### Data entries
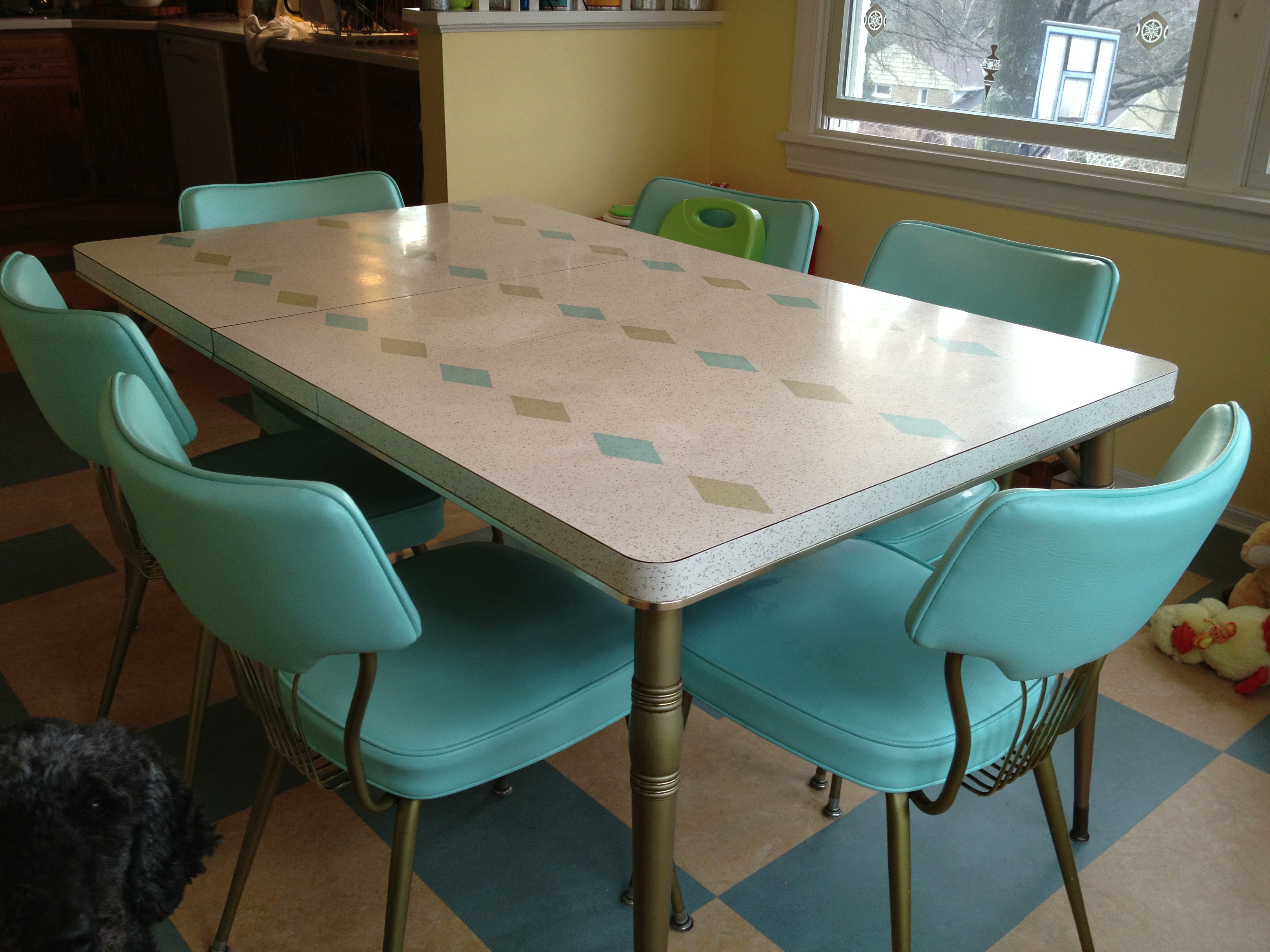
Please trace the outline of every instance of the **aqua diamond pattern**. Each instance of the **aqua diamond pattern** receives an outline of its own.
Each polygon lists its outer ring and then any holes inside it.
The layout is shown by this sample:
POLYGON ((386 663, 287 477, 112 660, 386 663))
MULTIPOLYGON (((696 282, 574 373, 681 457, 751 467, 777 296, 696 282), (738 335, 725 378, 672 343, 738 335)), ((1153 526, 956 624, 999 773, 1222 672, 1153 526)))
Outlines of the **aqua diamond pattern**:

### Task requirements
Retype every line of the data entries verbatim, omitting the pictures.

### Final result
Please trace the outline of every instance of the **aqua diamond pattern**. Each instance of the **aqua diamond pattern** receives an outline of its own.
Each polygon lists its outer ring and then any holes inside it.
The layout is shown by this sample:
POLYGON ((386 663, 287 477, 112 660, 386 663))
MULTIPOLYGON (((696 282, 574 373, 681 457, 751 467, 777 296, 696 282), (738 335, 725 378, 672 343, 738 335)), ((1153 526, 956 624, 999 773, 1222 672, 1153 526)))
Outlines of the **aqua diamond pattern**:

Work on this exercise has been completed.